* Required tasks:
**a.** In the forum thread about the interview with Hans, rewrite the passage that opens with the words containing "Love the socks!" and closes with "is so effective.", swapping "country" for "homeland".
**b.** According to the forum thread about the interview with Hans, where did the editor Joe Walker study?

* Selected extract:
□ □ □

# Another nice intrview with our friend Hans



## germancomponist (Dec 13, 2013)

http://video.pbs.org/video/2365137734/

I enjoyed watching it.


----------



## Jdiggity1 (Dec 13, 2013)

Thanks Gunther. Very enjoyable, as always.
But... was that a track from 'Thin Red Line' put to the '12 years a slave' clip??


----------



## RiffWraith (Dec 13, 2013)

Love the socks! :D


----------



## ETMuz (Dec 13, 2013)

"Look at your country. It's magnificant!". If only we could get that in our younger generation to come. So much is being taken for granted I'm afraid. 

Hans, you are the reason I love music the way that I do. I appreciate your heart. It is why your music is so effective.

*EDIT oh and yes I love the socks Hans!*

Gunther thanks for sharing!


----------



## Krayh (Dec 14, 2013)

Jdiggity1 @ Sat 14 Dec said:


> Thanks Gunther. Very enjoyable, as always.
> But... was that a track from 'Thin Red Line' put to the '12 years a slave' clip??



Indeed it is the thin red line http://www.youtube.com/watch?feature=player_detailpage&v=fnooGOhLIdM#t=174

(2:50)


----------



## Jdiggity1 (Dec 14, 2013)

Krayh @ Sat 14 Dec said:


> Jdiggity1 @ Sat 14 Dec said:
> 
> 
> > Thanks Gunther. Very enjoyable, as always.
> ...



Thanks Krayh. I did already know that, but my question was more like "What? Why did they use a track from Thin Red Line instead of from the actual film??"
Granted... I have not seen the film yet, so I have no idea what the music was supposed to be.


----------



## Rctec (Dec 14, 2013)

...It's the trailer 
I know. Fox' marketing department couldn't get it together. We are a really small movie to them...


----------



## Jdiggity1 (Dec 14, 2013)

Rctec @ Sat 14 Dec said:


> ...It's the trailer
> I know. Fox' marketing department couldn't get it together. We are a really small movie to them...



In a funny kinda way, it has made me want to see the film even more, just so I can hear the proper score! :D


----------



## Dan Mott (Dec 14, 2013)

Thanks for sharing this.

Enjoyed it.


----------



## Ryan (Dec 14, 2013)

Very nice. I enjoyed it. But, does Hans look a bit tired? I felt a bit sorry for him for a while. 

Lovely socks by the way!


----------



## Rctec (Dec 14, 2013)

You'd be tired, too! It's 5.30 am, and I'm just going to bed...having a couple of ambitious ideas gets in the way of sleep. We all try to do good work, and - I know it sounds spoilt - doing press and interviews gets in the way of writing. But "12 years..." is such a great film, I'm just trying my hardest to keep people focused on it.
Good day, though. After the Golden Globes, we got all the Chicago critics. And finally our great editor - who went to the Royal College of Music - Joe Walker, was getting the recognition he so deserves. By the way, it makes it much nicer for the composer when your editor is a superb musician...


----------



## SymphonicSamples (Dec 14, 2013)

□ □ □

(Collected data)
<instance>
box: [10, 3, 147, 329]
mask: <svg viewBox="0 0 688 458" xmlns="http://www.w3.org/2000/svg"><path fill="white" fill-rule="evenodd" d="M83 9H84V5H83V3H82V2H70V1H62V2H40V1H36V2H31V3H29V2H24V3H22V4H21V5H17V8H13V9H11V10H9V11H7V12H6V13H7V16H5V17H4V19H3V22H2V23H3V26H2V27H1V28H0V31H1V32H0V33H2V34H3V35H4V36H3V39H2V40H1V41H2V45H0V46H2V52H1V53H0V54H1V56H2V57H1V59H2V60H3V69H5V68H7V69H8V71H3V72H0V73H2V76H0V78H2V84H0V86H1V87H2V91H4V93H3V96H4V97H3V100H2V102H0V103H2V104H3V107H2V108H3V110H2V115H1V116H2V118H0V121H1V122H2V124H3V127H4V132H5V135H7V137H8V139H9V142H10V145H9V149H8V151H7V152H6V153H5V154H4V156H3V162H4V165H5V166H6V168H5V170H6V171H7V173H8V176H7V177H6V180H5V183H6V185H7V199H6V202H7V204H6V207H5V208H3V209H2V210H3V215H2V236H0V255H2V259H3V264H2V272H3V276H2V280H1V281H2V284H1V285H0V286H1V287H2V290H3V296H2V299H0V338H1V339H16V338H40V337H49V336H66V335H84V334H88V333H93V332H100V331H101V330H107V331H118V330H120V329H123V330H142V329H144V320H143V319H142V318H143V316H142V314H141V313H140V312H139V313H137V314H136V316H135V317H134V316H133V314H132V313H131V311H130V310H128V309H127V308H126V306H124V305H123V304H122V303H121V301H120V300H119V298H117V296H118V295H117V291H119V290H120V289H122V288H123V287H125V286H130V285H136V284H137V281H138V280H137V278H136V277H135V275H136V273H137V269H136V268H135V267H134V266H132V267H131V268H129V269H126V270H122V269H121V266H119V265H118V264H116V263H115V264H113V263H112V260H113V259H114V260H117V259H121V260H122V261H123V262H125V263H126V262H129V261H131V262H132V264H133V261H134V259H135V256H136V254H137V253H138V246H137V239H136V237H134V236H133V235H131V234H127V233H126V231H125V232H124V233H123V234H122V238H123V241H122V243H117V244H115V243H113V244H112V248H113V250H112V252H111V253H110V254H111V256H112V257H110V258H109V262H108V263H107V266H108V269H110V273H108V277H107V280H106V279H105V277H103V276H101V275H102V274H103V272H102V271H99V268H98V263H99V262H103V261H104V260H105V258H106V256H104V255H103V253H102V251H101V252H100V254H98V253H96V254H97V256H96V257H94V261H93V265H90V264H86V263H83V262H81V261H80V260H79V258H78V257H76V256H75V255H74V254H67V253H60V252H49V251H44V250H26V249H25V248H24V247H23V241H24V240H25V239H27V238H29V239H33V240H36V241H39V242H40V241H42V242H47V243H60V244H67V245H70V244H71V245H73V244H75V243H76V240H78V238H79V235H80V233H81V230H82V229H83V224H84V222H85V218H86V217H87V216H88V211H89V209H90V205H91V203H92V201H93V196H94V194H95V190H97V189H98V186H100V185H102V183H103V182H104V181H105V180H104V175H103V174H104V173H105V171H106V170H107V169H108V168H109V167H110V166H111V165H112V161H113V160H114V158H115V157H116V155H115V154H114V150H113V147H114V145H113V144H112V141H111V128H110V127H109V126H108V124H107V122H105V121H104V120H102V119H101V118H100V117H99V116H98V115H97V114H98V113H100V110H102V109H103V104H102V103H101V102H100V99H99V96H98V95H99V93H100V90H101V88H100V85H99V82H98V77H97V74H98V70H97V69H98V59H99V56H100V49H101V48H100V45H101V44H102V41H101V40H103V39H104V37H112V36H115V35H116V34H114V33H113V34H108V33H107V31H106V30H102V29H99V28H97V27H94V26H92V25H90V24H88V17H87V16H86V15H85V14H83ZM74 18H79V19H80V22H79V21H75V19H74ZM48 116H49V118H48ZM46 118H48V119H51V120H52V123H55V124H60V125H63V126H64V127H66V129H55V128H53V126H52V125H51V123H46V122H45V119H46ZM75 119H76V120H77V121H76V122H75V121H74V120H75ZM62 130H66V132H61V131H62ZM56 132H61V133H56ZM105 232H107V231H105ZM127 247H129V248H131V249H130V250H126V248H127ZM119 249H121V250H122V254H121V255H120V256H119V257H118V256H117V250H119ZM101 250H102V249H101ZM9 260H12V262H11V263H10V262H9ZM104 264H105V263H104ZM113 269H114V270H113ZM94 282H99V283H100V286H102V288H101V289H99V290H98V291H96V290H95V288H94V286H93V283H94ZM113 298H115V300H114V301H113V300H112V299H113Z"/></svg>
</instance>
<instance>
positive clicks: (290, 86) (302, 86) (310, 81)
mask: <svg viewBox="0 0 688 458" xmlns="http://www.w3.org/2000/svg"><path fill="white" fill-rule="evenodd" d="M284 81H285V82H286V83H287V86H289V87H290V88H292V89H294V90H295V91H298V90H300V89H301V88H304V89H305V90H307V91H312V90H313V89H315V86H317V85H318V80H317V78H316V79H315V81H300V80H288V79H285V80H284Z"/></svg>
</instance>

□ □ □

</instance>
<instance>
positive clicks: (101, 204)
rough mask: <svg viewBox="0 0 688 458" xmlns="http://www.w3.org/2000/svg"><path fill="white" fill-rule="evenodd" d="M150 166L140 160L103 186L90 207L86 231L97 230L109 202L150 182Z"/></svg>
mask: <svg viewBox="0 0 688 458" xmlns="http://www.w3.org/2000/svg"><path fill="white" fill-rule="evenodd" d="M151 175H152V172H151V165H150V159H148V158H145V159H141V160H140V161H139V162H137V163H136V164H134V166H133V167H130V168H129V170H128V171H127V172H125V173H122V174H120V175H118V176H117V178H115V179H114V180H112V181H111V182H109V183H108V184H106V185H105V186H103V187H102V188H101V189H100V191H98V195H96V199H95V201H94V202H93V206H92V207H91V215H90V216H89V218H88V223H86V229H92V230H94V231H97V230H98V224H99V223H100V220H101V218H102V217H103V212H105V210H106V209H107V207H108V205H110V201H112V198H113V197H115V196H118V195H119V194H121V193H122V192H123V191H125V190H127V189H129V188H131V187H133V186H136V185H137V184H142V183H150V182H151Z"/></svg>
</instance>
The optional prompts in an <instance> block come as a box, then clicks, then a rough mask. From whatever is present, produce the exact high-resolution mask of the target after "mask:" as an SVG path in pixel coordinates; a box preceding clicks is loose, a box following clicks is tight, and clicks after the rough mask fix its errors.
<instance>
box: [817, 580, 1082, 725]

□ □ □

* Per-task answers:
**a.**
Love the socks! :D


----------



## ETMuz (Dec 13, 2013)

"Look at your homeland. It's magnificant!". If only we could get that in our younger generation to come. So much is being taken for granted I'm afraid. 

Hans, you are the reason I love music the way that I do. I appreciate your heart. It is why your music is so effective.

**b.** The Royal College of Music.